* BEGIN Supplied text *

9.4.5 If the Arbitration
Agreement calls for nomination of Arbitrator(s) by the parties,
failure to make such nomination by a party within the stipulated
time shall be construed as an irrevocable waiver of that party's
opportunity to nominate an Arbitrator.
9.5 Appointment by
Council
9.5.1 If the arbitration
agreement or Rule 9.3.2 requires appointment of sole Arbitrator but
no procedure for nomination is agreed or no nomination or
confirmation under Rule 9.4.3 has been made, the Registrar, in
consultation with the Chairperson of the Governing Body and in his
absence in consultation with the member of the Governing Body
designated by the Chairperson, shall appoint the sole Arbitrator in
writing from among the Panel of Arbitrators. The sole Arbitrator so
nominated shall constitute the Arbitral Tribunal to hear the
dispute. The Registrar shall give notice to the parties of the
constitution of the Arbitral Tribunal.

* END Supplied text *
* BEGIN Given information *

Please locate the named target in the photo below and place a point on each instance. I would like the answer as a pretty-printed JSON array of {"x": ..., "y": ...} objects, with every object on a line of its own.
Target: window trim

* END Given information *

→ Actions to take
1: In the arbitration rules, from which group does the Registrar appoint the sole Arbitrator?
2: List every rule number that appears in the arbitration rules.
3: Carry the arbitration rules on past their final sentence.

→ Final answers
1: The Registrar appoints the sole Arbitrator from among the Panel of Arbitrators.

2: The rule numbers are 9.4.5, 9.5, 9.5.1, 9.3.2 and 9.4.3.

3:
9.5.2 If the arbitration
agreement or Rule 9.3.3 requires appointment of three Arbitrators
but no procedure for nomination is agreed or no nomination or
confirmation under Rule 9.4.4 has been made, the Registrar, in
consultation with the Chairperson of the Governing Body and in his
absence in consultation with the Member of the Governing Body
designated by the Chairperson, shall appoint all three or the
required number of Arbitrator(s) in writing from the Panel of
Arbitrators and one of the Council appointed Arbitrators shall be
designated by the Registrar as the Umpire of the Arbitral Tribunal
so constituted. The Arbitrators so appointed shall constitute the
Arbitral Tribunal. The Registrar shall give notice to the parties
of the constitution of the Arbitral Tribunal.
9.6 Multiple
parties
9.6.1 Where there are
multiple parties, whether as Claimant or as Respondent in a
dispute, and where such dispute is to be referred to three
Arbitrators, the multiple Claimants, jointly, and the multiple
Respondents, jointly, shall nominate their respective Arbitrator
for confirmation and the Registrar shall proceed in accordance with
Rule 9.4.4.
9.6.2 In the absence of
such a joint nomination and where all parties are unable to agree
to a method for the constitution of the Arbitral Tribunal,
Registrar shall appoint all three or the required number of
Arbitrator(s) from the Panel of Arbitrators in accordance the Rule
9.5.2.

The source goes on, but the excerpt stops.